## EXTRACTED ENTRIES
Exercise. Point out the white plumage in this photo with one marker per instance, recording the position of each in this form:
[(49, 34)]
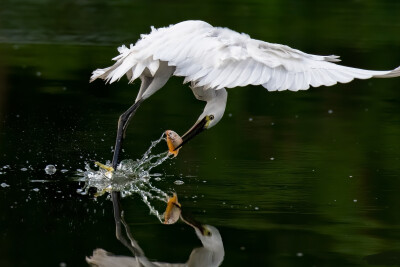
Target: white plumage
[(214, 58), (217, 58)]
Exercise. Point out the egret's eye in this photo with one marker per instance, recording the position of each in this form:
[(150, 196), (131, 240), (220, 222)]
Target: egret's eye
[(207, 232)]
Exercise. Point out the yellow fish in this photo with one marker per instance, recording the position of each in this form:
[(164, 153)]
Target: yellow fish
[(173, 211)]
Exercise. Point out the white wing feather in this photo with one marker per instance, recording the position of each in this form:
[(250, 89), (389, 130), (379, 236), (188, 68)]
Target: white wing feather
[(219, 57)]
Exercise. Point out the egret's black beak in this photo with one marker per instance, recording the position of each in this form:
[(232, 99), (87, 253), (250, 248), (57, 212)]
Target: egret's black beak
[(195, 130)]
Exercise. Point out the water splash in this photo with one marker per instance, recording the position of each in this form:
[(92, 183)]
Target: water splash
[(131, 177)]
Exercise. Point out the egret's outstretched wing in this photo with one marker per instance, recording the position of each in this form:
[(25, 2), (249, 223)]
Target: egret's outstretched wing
[(219, 57)]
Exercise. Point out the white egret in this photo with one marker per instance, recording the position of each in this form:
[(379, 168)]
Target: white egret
[(213, 59), (211, 254)]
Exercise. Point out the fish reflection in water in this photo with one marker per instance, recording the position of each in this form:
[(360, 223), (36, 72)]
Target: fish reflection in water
[(209, 255)]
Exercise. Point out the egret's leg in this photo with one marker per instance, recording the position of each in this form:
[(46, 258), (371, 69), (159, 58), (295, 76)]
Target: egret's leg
[(122, 125)]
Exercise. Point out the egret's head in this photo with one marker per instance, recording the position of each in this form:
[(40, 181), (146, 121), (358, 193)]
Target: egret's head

## TASK
Leave out the pictures and restate everything else word for word.

## CORRECT OUTPUT
Exercise. Point out the white plumage in this photo with one marker per instance, recording the position of each in this form:
[(49, 34)]
Target: white plumage
[(214, 58), (217, 58)]
Exercise. Point out the egret's eye in this photo with one marker per instance, recording the position of each in this form:
[(150, 196), (131, 240), (220, 222)]
Target: egret's eye
[(207, 232)]
Exercise. Point out the yellow fish in this photo with one marker per instance, recording the position of each in this form:
[(164, 153)]
Target: yellow fish
[(173, 211)]
Exercise. Point out the white wing feather in this photo with one marker per instance, recording the position of each in this form:
[(250, 89), (389, 130), (379, 236), (188, 68)]
Target: white wing feather
[(219, 57)]
Exercise. Point out the egret's black beak in this photo with one marker per instance, recording the position of each in this form:
[(232, 99), (87, 253), (250, 248), (57, 212)]
Target: egret's black beak
[(195, 130)]
Exercise. Point out the water splash in this photo with one marker per instance, recording the position of each in this form:
[(92, 183)]
Target: water splash
[(131, 177)]
Exercise. Point out the egret's outstretched wing in this photo with one marker per instance, recording the position of each in this form:
[(25, 2), (249, 223)]
Target: egret's outstretched wing
[(219, 57)]
Exercise. Point out the white egret in this photo with one marker per instance, recording the position of each in this form:
[(379, 168)]
Target: white egret
[(213, 59), (211, 254)]
Exercise. Point out the fish reflection in water in this photo with one marker per instance, recording the position of each in this form:
[(360, 223), (36, 72)]
Target: fish reflection in water
[(209, 255)]
Exercise. Point out the egret's leg in this photo with one marker per instance, recording the position of each in this form:
[(46, 258), (371, 69), (159, 58), (295, 76)]
Target: egret's leg
[(122, 125)]
Exercise. Point out the egret's head in this photo with one marker per instance, recording the position of each in this form:
[(40, 181), (146, 121), (358, 193)]
Target: egret's head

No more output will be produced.